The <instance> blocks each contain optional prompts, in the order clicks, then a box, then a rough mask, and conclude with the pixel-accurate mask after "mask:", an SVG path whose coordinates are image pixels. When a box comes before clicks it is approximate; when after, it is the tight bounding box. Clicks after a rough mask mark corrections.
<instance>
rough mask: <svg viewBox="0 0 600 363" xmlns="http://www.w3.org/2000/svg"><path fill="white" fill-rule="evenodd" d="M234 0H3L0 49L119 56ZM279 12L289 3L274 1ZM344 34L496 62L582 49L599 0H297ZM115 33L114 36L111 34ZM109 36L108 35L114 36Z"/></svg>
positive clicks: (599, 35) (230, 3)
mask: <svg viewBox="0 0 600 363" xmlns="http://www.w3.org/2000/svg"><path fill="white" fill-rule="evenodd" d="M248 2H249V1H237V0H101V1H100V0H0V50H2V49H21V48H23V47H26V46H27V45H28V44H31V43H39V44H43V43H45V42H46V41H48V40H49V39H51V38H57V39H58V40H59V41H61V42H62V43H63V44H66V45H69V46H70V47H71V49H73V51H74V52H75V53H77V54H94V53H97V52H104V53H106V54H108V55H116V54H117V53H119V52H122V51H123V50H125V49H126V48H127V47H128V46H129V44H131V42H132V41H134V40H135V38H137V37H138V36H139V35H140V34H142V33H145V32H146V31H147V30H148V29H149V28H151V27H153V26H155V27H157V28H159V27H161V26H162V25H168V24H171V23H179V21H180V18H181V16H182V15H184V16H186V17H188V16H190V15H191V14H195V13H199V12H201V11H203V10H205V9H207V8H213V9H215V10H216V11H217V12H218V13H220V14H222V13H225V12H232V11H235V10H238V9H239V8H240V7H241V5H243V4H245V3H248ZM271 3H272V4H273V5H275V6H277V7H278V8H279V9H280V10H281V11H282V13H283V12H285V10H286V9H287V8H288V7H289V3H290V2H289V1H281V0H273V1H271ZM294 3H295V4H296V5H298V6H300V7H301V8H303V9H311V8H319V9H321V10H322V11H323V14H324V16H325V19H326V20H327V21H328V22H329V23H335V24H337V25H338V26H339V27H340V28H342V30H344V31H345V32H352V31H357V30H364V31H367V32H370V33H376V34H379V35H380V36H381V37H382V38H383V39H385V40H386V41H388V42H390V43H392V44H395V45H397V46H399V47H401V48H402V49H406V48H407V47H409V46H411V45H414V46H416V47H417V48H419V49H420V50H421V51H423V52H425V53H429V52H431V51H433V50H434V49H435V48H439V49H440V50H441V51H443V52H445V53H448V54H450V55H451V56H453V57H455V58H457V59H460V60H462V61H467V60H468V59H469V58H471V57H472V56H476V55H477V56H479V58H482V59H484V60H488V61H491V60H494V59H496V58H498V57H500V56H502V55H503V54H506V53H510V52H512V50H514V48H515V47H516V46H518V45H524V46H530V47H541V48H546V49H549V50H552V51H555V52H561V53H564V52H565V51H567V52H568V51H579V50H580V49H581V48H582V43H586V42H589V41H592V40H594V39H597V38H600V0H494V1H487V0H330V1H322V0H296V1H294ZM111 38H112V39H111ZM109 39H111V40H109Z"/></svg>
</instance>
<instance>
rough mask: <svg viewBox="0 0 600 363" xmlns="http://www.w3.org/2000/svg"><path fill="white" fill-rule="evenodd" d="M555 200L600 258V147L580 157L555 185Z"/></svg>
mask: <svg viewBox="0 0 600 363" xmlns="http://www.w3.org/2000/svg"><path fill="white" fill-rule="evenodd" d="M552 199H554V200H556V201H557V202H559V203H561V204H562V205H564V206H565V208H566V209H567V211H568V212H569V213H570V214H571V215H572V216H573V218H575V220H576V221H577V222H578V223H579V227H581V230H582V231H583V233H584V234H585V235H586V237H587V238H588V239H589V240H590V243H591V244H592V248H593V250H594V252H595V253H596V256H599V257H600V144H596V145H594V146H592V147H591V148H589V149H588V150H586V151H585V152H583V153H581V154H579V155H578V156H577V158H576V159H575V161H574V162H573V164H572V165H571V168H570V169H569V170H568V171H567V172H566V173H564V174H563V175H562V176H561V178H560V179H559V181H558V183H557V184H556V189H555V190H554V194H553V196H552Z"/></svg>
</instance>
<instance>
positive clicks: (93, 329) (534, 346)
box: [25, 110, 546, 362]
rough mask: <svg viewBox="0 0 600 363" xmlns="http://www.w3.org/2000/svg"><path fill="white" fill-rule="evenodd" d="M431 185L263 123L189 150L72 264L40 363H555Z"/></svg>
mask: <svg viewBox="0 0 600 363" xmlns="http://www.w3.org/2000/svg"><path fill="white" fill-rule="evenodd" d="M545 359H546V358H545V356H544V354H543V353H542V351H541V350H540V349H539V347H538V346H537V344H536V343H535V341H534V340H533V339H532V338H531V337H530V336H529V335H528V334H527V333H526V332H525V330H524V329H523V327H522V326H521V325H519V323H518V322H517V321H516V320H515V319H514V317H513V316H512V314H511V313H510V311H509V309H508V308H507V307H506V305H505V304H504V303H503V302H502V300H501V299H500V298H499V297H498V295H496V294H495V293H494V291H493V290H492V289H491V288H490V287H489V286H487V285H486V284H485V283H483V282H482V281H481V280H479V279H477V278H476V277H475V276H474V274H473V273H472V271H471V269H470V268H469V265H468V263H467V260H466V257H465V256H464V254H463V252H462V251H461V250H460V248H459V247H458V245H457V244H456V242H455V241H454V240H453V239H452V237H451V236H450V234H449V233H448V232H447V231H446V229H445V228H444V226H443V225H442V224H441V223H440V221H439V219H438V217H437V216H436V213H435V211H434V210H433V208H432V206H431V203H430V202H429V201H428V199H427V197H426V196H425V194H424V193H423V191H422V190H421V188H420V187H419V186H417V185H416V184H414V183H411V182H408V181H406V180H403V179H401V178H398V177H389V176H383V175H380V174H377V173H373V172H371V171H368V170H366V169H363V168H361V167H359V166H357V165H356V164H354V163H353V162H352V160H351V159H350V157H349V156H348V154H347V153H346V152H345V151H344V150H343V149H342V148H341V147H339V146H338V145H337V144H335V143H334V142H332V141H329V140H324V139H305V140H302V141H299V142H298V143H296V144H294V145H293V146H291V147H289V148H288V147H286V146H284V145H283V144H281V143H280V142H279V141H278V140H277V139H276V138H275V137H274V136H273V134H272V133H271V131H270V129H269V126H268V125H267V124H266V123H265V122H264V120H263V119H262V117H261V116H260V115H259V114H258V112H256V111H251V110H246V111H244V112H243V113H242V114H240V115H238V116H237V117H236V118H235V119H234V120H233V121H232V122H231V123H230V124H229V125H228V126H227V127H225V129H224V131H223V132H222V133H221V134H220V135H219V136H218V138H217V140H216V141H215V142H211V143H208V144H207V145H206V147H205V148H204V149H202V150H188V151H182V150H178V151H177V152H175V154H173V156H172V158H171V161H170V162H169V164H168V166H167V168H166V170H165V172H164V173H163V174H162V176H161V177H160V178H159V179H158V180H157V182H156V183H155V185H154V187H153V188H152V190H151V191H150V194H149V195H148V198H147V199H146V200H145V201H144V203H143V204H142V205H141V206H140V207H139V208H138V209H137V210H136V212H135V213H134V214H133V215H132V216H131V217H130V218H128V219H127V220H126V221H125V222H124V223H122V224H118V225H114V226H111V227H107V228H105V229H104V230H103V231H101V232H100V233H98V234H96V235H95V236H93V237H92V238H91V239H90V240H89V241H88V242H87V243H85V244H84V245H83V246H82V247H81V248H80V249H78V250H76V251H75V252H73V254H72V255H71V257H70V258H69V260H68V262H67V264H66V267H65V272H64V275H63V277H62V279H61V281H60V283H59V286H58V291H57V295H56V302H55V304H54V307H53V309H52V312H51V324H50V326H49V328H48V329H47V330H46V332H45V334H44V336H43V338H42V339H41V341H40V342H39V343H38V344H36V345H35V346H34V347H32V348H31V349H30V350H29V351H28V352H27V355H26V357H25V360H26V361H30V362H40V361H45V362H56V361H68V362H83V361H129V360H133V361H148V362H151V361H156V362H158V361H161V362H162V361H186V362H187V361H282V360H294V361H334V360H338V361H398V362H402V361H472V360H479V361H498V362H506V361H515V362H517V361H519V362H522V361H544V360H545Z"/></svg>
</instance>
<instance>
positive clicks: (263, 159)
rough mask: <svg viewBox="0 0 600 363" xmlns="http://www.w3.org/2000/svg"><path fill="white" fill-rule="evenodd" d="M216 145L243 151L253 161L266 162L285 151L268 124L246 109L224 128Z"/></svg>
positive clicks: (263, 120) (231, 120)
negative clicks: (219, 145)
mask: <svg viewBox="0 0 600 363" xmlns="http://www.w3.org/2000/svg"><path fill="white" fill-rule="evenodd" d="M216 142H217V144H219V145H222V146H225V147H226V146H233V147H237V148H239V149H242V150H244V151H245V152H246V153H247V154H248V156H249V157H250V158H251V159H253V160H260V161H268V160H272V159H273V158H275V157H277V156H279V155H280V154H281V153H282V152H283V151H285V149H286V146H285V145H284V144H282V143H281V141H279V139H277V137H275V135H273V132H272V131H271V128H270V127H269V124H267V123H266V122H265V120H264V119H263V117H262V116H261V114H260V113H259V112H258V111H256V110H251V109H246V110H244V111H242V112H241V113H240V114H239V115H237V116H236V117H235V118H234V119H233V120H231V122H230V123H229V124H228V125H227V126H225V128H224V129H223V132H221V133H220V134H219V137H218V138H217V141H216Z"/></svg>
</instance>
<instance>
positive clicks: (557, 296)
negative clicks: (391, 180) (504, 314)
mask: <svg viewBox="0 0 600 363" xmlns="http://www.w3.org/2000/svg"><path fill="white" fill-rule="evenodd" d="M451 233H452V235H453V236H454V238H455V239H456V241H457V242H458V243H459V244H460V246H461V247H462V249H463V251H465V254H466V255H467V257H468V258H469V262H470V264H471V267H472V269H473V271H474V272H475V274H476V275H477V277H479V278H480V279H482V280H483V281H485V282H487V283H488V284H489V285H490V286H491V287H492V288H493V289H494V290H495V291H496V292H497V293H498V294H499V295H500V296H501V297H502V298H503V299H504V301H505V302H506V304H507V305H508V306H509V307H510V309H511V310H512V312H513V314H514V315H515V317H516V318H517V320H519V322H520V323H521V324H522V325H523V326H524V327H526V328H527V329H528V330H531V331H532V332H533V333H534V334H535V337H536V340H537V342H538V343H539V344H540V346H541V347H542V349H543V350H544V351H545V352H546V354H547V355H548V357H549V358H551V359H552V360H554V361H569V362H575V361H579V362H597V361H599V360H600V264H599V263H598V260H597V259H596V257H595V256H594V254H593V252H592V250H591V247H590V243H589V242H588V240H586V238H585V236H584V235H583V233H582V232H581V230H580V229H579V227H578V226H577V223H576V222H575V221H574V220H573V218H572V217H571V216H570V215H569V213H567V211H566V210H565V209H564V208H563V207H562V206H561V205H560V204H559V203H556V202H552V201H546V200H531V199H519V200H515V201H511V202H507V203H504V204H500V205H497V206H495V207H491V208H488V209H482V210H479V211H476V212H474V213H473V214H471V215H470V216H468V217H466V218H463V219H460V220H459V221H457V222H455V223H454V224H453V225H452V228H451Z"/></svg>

Exercise directions - Return exactly, please, the lines of the material from the first one down to and including the line where "0H3L0 49L119 56ZM279" appears.

Answer space -
The <instance> blocks each contain optional prompts, in the order clicks, then a box, then a rough mask, and conclude with the pixel-accurate mask after "mask:", an SVG path whose coordinates are image pixels. When a box comes before clicks it is approximate; when after, it is the tight bounding box. Clicks after a rough mask mark corrections.
<instance>
rough mask: <svg viewBox="0 0 600 363" xmlns="http://www.w3.org/2000/svg"><path fill="white" fill-rule="evenodd" d="M234 0H3L0 49L119 56ZM279 12L289 3L274 1ZM344 34L496 62L582 49L599 0H297ZM115 33L114 36L111 34ZM109 36L108 35L114 36Z"/></svg>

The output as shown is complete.